> Dokumenttext:
========
Zur Veröffentlichung von „Berlin – Magische Knochen“ hat der Amrûn-Verlag auch dem ersten Band „Rostiges Herz“ ein neues Cover spendiert, das sich vor allem farblich von dem des zweiten Bandes unterscheidet und sonst nahezu identisch ist. Mit dem Grün sieht es jedoch noch besser aus. „Magische Knochen“ enthält Content Notes – und lässt sich direkt beim Verlag auch mit Signatur bestellen!


Fazit

„Berlin – Magische Knochen“ bietet erneut ein magisches Abenteuer in einem postapokalyptischen Steampunksetting, in das sich die Untoten erstaunlich gut einfügen. Mathilda begeistert weiterhin mit ihrer stürmischen, ehrlichen Art und dominiert die Handlung, die sich weiteren Teilen des zukünftigen Europas öffnet. Ihre Geliebte Ling offenbart ihre dunklen, gefährlichen Geheimnisse, während Zauberer Fidelio sich erst wieder finden muss und zwischenzeitlich regelrecht verblasst.
========
> Aufgabe: Schreibst du den Abschnitt der Buchbesprechung neu, beginnend bei „Zur Veröffentlichung von“ und endend bei „mit Signatur bestellen!“, und setzt dabei „Titelbild“ anstelle von „Cover“ ein?
========
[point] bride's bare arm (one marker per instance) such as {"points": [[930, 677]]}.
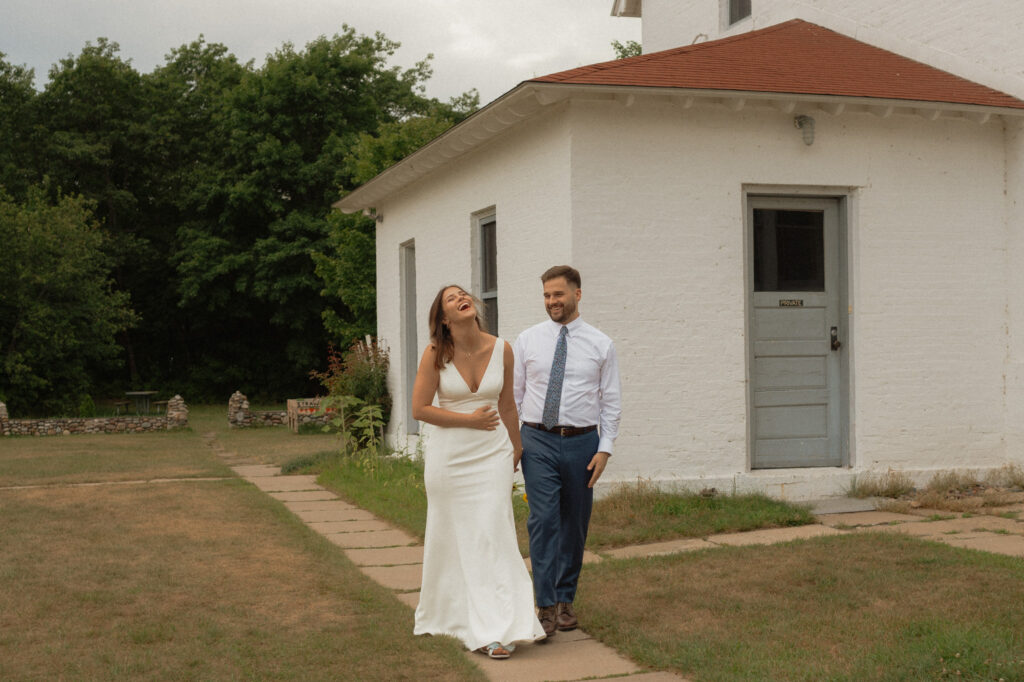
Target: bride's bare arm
{"points": [[506, 406], [427, 379]]}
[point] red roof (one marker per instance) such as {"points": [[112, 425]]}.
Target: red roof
{"points": [[795, 57]]}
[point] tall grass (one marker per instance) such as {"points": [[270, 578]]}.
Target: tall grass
{"points": [[641, 513]]}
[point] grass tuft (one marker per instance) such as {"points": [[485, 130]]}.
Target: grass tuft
{"points": [[889, 484]]}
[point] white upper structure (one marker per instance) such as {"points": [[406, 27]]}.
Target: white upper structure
{"points": [[981, 40], [805, 248]]}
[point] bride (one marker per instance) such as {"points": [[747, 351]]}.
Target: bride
{"points": [[475, 586]]}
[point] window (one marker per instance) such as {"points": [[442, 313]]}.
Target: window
{"points": [[411, 358], [487, 243], [738, 9], [788, 250]]}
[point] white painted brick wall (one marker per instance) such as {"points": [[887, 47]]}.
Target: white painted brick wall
{"points": [[647, 202], [525, 178], [979, 40]]}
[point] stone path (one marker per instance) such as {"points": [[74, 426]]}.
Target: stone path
{"points": [[393, 558]]}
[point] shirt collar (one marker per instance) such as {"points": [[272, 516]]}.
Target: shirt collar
{"points": [[572, 327]]}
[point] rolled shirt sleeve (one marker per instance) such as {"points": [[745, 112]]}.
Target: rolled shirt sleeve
{"points": [[610, 398]]}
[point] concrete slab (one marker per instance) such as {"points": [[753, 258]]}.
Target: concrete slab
{"points": [[389, 556], [329, 527], [556, 659], [321, 505], [248, 470], [410, 598], [658, 549], [772, 536], [396, 578], [345, 514], [971, 525], [374, 539], [305, 496], [866, 518], [659, 676], [284, 483], [842, 505]]}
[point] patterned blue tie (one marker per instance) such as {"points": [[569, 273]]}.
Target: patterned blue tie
{"points": [[554, 396]]}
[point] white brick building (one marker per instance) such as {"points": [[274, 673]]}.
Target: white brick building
{"points": [[720, 245]]}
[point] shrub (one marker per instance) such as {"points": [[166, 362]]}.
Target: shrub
{"points": [[86, 408], [360, 373]]}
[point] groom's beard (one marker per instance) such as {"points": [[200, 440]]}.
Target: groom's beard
{"points": [[561, 311]]}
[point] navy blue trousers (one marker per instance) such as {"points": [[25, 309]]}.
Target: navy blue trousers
{"points": [[555, 471]]}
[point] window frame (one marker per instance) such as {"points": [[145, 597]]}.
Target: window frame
{"points": [[487, 221]]}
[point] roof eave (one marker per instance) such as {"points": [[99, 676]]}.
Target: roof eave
{"points": [[530, 96]]}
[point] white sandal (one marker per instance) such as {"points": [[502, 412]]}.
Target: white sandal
{"points": [[498, 650]]}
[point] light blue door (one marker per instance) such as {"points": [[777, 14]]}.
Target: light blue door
{"points": [[797, 342]]}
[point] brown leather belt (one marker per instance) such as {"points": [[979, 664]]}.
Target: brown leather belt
{"points": [[563, 431]]}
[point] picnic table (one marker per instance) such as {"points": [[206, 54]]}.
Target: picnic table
{"points": [[141, 400]]}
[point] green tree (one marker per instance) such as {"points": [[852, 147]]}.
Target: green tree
{"points": [[261, 209], [94, 116], [16, 124], [59, 312], [347, 267]]}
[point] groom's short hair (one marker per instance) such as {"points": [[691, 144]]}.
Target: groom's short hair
{"points": [[570, 273]]}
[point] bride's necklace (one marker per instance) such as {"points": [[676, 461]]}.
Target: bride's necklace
{"points": [[470, 353]]}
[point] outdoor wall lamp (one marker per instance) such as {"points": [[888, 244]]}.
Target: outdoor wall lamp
{"points": [[806, 126]]}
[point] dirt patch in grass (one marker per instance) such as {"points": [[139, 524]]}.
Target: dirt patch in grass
{"points": [[82, 459], [192, 580], [851, 607]]}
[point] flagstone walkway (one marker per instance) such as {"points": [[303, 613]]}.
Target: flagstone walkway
{"points": [[393, 558]]}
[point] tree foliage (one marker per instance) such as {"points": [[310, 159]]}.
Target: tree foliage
{"points": [[212, 181], [59, 312]]}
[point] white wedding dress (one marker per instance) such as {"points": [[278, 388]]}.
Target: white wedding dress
{"points": [[475, 586]]}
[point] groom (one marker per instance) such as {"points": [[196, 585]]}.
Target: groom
{"points": [[567, 394]]}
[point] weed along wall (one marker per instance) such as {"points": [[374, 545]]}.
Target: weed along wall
{"points": [[176, 417]]}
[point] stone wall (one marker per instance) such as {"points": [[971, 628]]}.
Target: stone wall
{"points": [[176, 417]]}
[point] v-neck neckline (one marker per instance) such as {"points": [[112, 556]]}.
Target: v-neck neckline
{"points": [[487, 367]]}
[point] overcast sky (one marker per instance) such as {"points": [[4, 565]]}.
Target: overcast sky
{"points": [[491, 45]]}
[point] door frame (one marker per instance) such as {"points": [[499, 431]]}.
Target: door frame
{"points": [[845, 199]]}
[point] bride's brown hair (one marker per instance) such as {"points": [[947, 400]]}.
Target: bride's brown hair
{"points": [[440, 335]]}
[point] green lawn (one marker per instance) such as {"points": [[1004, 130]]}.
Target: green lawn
{"points": [[204, 580]]}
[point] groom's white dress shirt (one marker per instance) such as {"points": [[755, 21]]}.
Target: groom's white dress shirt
{"points": [[591, 392]]}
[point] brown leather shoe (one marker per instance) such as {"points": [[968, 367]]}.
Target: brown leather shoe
========
> Antwort:
Zur Veröffentlichung von „Berlin – Magische Knochen“ hat der Amrûn-Verlag auch dem ersten Band „Rostiges Herz“ ein neues Titelbild spendiert, das sich vor allem farblich von dem des zweiten Bandes unterscheidet und sonst nahezu identisch ist. Mit dem Grün sieht es jedoch noch besser aus. „Magische Knochen“ enthält Content Notes – und lässt sich direkt beim Verlag auch mit Signatur bestellen!